# Selected passage
-*-*-

Szasz noted that getting into services, as CVS has, might seem like an unusual fit, but it could be needed if "the traditional way that customers used to shop pharmacy maybe is not enough anymore." That's especially true when it comes to the convenience of shopping at a Walgreens versus replenishing contact solution at Amazon every month and having a package show up conveniently early on the front stoop.
"If convenience five years ago was having your drugstore ten minutes away from your home or less ... now that's not the definition of convenience anymore because Amazon has completely redefined and disrupted what convenience means," Szasz said. "When we think about why some of these drugstores are changing or trying to reshape the way that they look or the way that they engage with the customer it's because the whole foundation of what they represent with their 10,000 stores gets put into question unless they're able to redefine it in a way that is really relevant for the customer."
Making the revamp stick
It may be a promising sign that department stores and drugstores are responding to pressure from smaller, specialty retailers — as well as the movement to online-based beauty buying, like Glossier, Birchbox and even Amazon's indie beauty store. But revamps are only as helpful as the fruit they bear, and even if this next wave of innovation pays off, beauty retailers won't be able to rest on their laurels for long.

-*-*-

# Records supplied
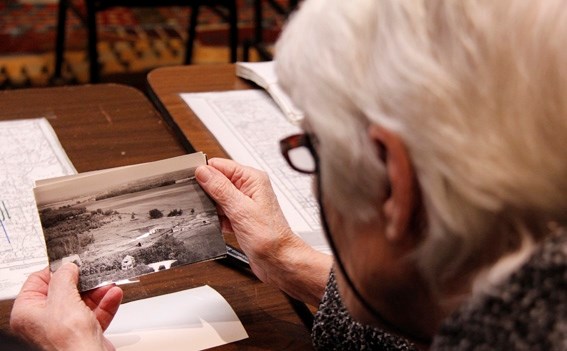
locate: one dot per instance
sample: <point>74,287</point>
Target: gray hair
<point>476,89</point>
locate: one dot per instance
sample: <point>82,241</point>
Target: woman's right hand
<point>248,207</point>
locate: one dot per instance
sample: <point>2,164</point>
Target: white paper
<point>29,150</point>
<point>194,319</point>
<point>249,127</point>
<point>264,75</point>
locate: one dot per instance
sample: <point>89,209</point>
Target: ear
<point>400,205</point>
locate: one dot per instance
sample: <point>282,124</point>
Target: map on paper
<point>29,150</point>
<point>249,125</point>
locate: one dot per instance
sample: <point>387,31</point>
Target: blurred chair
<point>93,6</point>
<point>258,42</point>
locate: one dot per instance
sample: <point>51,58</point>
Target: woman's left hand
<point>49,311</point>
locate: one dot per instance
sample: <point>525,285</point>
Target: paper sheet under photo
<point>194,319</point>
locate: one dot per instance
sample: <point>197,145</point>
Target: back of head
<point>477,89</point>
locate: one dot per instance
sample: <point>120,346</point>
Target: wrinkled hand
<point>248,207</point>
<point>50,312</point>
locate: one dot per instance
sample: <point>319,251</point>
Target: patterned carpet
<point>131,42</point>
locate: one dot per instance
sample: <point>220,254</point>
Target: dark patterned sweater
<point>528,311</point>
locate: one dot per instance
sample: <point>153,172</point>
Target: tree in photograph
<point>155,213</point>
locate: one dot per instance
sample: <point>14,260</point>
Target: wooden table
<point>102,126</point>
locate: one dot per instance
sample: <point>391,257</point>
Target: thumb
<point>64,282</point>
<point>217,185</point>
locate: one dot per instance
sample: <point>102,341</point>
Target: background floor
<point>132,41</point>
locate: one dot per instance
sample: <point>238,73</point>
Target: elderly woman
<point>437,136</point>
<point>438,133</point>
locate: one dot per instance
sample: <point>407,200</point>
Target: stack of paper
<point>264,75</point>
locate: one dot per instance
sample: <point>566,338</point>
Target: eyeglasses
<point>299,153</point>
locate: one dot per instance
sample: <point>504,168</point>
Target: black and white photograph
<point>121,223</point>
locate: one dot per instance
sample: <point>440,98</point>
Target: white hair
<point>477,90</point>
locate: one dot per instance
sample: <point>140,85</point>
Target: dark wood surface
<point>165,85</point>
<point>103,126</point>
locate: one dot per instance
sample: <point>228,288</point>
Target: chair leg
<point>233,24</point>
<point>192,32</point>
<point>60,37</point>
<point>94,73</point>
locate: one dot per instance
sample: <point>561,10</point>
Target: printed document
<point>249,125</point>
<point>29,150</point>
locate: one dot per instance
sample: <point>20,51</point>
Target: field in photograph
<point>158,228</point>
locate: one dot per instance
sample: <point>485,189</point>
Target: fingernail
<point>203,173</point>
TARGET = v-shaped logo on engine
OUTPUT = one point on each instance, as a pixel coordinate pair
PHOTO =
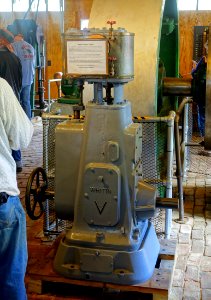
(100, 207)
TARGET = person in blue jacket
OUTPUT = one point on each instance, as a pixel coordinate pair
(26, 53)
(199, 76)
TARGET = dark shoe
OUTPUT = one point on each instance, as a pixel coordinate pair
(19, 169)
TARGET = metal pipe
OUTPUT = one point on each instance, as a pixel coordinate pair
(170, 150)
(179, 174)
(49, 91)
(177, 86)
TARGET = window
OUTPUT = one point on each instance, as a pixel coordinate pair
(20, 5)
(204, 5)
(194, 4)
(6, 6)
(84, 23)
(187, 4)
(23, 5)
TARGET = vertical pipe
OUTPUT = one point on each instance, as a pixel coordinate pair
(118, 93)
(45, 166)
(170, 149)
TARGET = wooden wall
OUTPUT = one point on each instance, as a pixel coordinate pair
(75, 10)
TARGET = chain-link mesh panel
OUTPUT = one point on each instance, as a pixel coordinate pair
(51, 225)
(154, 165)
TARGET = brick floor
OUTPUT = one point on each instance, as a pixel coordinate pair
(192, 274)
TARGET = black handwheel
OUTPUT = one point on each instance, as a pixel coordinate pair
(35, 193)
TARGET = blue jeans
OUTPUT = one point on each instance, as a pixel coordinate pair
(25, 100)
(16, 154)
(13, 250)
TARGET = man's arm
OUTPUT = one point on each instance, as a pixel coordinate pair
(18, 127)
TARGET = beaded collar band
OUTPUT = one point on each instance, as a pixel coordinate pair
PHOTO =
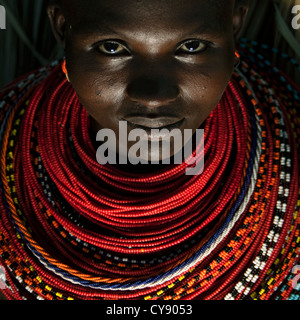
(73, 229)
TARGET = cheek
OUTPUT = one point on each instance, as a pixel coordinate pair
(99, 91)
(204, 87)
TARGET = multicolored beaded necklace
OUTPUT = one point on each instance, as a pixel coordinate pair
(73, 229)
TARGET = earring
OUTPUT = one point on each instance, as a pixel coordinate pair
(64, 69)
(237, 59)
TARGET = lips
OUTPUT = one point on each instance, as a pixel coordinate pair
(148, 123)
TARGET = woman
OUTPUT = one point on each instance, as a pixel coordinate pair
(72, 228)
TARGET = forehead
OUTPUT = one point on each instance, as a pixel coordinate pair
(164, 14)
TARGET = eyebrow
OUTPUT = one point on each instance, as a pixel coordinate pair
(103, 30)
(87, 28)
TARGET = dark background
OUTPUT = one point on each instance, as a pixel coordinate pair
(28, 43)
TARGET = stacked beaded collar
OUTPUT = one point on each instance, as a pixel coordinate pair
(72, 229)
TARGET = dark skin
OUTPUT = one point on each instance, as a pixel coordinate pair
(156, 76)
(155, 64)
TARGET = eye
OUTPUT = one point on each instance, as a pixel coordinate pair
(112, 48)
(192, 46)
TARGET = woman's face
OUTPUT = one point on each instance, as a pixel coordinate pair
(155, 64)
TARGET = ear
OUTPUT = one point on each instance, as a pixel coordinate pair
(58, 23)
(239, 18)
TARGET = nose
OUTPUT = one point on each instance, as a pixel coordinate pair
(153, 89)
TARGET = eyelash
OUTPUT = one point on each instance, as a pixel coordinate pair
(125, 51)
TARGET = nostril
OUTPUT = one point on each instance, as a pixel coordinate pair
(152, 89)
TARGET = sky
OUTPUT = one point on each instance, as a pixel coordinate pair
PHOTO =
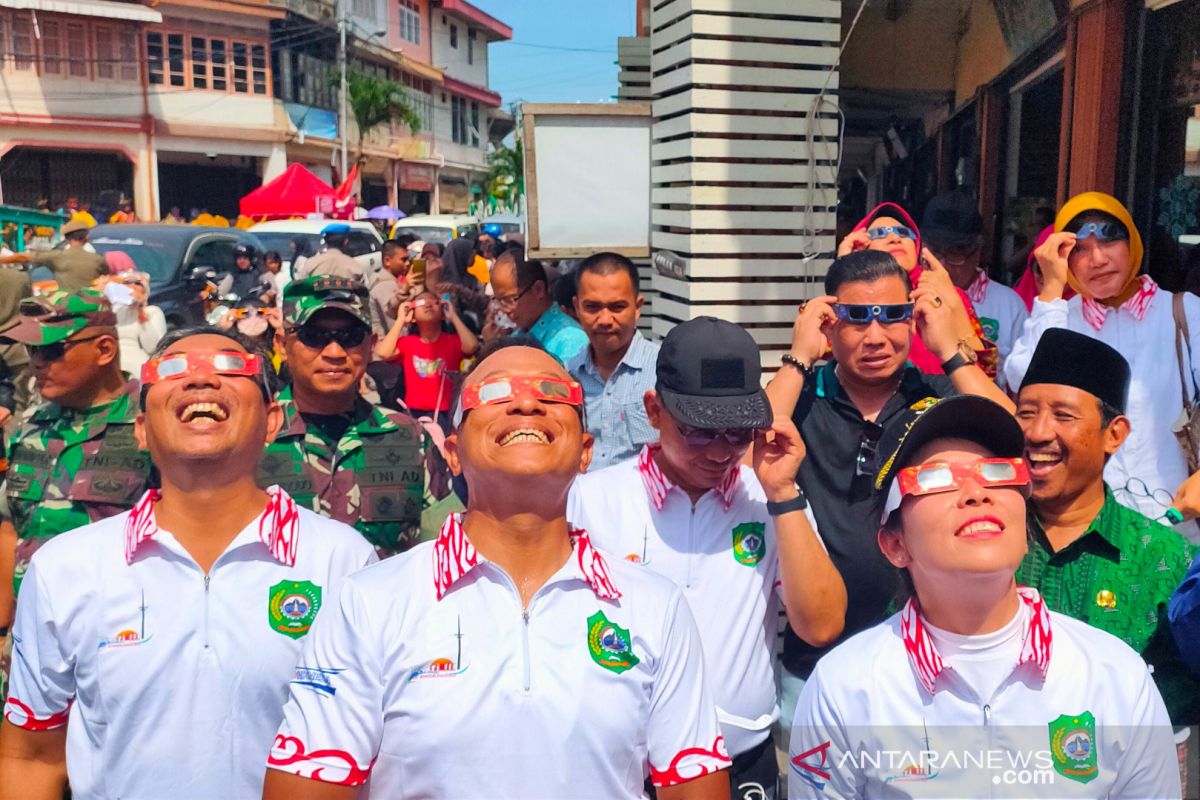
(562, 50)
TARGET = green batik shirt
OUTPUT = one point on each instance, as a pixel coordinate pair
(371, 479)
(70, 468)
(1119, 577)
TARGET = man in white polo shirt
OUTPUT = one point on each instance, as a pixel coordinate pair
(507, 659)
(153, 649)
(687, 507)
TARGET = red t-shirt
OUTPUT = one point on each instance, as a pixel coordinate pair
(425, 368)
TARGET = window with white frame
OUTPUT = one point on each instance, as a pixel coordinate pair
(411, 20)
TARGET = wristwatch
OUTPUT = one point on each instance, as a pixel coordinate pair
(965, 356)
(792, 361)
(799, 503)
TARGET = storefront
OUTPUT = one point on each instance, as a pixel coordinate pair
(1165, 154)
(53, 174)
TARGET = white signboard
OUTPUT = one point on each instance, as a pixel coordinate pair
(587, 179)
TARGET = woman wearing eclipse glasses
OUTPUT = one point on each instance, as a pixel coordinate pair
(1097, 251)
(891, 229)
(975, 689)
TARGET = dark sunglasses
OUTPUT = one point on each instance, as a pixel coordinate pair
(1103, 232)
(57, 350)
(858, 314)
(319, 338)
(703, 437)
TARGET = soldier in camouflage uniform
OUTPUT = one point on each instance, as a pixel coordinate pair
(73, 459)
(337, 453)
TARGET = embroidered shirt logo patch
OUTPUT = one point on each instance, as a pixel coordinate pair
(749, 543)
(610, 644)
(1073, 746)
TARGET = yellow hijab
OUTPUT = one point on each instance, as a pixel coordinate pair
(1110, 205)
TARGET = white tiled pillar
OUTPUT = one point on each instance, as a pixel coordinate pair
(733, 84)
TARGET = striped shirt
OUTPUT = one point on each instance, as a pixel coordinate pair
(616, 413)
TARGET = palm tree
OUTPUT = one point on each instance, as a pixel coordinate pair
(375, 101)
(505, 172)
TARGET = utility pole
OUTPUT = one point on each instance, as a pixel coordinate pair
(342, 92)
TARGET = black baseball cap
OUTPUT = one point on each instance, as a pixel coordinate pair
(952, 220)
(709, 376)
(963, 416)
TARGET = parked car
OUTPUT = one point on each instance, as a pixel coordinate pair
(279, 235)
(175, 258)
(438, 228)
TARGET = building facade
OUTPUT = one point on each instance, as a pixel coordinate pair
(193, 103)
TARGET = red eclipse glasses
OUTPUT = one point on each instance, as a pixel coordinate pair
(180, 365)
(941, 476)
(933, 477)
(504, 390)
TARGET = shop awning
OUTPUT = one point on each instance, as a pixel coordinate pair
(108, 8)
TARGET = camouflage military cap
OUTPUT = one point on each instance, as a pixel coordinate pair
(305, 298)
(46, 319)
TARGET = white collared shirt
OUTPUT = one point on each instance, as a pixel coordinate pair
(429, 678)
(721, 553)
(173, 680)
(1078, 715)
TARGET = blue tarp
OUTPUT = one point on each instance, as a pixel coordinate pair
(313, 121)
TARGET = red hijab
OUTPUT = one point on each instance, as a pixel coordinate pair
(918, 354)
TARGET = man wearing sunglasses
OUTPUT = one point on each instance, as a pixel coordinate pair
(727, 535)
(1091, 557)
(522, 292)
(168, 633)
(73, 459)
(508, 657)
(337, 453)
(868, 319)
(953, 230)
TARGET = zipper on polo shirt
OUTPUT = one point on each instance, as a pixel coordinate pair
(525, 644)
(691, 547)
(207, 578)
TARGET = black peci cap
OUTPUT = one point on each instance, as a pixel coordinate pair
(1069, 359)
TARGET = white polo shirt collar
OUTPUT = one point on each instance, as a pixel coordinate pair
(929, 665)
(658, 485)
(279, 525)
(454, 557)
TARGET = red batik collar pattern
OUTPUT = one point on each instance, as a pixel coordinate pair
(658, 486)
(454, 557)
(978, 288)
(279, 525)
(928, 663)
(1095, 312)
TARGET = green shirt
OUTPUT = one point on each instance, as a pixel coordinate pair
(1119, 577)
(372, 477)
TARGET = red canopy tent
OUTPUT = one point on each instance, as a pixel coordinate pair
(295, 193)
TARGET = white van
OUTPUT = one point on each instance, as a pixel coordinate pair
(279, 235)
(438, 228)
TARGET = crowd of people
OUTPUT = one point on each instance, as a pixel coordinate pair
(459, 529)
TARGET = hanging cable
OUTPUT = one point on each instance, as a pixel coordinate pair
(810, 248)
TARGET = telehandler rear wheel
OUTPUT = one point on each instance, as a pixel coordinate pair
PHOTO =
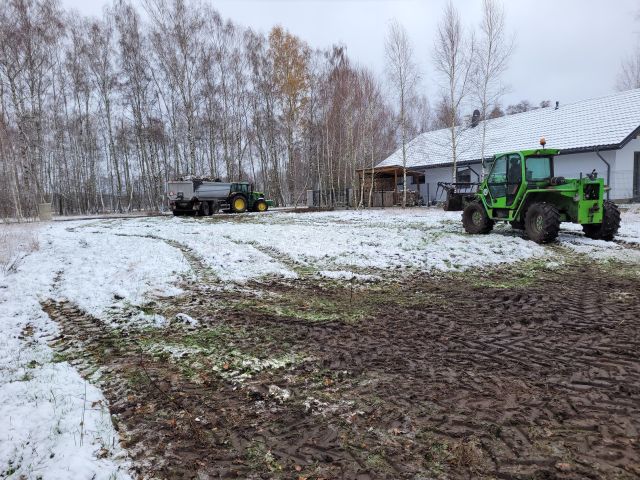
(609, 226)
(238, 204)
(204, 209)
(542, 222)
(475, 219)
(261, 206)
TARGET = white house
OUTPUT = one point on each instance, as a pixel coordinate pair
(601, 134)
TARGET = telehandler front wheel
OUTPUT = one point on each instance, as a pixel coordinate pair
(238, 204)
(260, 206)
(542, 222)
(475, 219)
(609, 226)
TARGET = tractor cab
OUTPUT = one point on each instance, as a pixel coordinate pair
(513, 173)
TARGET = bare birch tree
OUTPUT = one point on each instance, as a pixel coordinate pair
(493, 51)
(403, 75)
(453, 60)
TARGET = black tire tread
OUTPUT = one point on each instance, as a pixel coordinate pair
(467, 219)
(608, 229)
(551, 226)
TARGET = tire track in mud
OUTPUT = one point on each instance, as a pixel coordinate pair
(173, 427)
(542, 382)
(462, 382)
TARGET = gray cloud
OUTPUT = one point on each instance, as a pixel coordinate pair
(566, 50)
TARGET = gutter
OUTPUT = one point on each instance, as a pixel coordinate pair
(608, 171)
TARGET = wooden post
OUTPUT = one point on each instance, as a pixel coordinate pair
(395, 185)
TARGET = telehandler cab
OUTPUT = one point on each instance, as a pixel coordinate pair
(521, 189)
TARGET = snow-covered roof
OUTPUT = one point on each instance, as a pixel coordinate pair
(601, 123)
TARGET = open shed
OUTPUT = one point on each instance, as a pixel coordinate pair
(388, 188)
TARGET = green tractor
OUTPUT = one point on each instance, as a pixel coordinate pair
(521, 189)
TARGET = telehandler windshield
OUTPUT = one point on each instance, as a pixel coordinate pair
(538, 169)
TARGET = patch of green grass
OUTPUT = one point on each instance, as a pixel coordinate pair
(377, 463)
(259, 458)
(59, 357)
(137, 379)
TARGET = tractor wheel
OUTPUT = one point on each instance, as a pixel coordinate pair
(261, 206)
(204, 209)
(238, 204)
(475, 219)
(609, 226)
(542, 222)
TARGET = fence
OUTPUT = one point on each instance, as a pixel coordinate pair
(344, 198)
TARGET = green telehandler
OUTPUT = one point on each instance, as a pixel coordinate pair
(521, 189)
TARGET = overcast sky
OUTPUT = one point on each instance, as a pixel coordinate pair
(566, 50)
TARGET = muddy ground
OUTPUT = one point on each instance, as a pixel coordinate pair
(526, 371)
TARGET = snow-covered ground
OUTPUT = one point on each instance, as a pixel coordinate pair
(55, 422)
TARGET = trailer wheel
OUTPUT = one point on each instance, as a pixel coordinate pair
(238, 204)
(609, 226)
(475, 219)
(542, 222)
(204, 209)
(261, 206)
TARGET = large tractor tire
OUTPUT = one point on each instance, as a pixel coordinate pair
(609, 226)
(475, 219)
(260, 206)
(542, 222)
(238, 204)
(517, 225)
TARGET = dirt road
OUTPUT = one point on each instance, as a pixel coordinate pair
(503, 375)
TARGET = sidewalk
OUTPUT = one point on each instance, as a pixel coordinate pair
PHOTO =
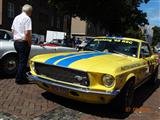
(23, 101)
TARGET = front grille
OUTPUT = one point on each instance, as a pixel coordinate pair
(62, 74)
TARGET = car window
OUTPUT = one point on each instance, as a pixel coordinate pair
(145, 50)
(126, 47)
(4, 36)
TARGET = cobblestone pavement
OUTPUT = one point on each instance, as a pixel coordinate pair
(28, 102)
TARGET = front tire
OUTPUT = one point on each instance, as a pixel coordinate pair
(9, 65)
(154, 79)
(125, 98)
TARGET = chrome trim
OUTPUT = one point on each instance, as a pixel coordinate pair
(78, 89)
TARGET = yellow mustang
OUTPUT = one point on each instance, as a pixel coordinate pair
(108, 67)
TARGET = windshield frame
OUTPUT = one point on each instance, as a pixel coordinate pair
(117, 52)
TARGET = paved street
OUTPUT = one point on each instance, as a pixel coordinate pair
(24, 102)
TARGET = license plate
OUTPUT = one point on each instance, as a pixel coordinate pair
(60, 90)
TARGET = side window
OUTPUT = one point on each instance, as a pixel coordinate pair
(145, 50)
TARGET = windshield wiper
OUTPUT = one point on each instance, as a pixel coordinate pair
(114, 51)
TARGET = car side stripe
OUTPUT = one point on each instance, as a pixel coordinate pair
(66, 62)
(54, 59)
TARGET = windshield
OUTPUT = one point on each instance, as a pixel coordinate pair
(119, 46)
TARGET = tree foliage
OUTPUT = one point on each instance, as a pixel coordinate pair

-*-*-

# Task item
Can you write what comes next in the passage about drugstore and beauty retail revamps, starting after its final sentence? Nothing in the entries is needed here.

# Exercise output
Especially for the specialty players, the increased competition from department stores and drugstores — and their willingness to play the same experiential games — ups the ante for beauty retailers to push into whatever the next frontier will be. Bitar also notes that retailers should leave the feedback loop open to keep in touch with what their customers are looking for — and shouldn't be afraid to cooperate with brands.
"There's always been this reticence to share certain information with brands cause it could be used for negotiation," Bitar said, adding that the two could help each other out a lot by sharing information on what's working and what's not.
"The question is: Now that you've taken a little bit of a bite into this ... can you really make it yours?"
Andrea Szasz
A Partner in the Consumer & Retail practice at A.T. Kearney
"I wonder if Sephora or Macy's or whoever … really decides to extend an olive branch and really want to work with beauty brands, if the pendulum won't swing the other way and once again, it won't be as effective to have your own stores and it will become more cost-effective and you'll be able to have better reach if you are in these great, curated shops," she added.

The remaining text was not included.